> [Problem] Your output must match the records exactly, line for line.

--

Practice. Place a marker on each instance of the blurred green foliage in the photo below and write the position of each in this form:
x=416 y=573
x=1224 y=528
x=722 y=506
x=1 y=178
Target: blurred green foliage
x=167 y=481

--

> [Exercise response]
Practice. Place a marker on each instance of the blurred green foliage in the photo below and write the position of each in this form:
x=416 y=573
x=1224 y=528
x=722 y=506
x=1 y=178
Target: blurred green foliage
x=167 y=481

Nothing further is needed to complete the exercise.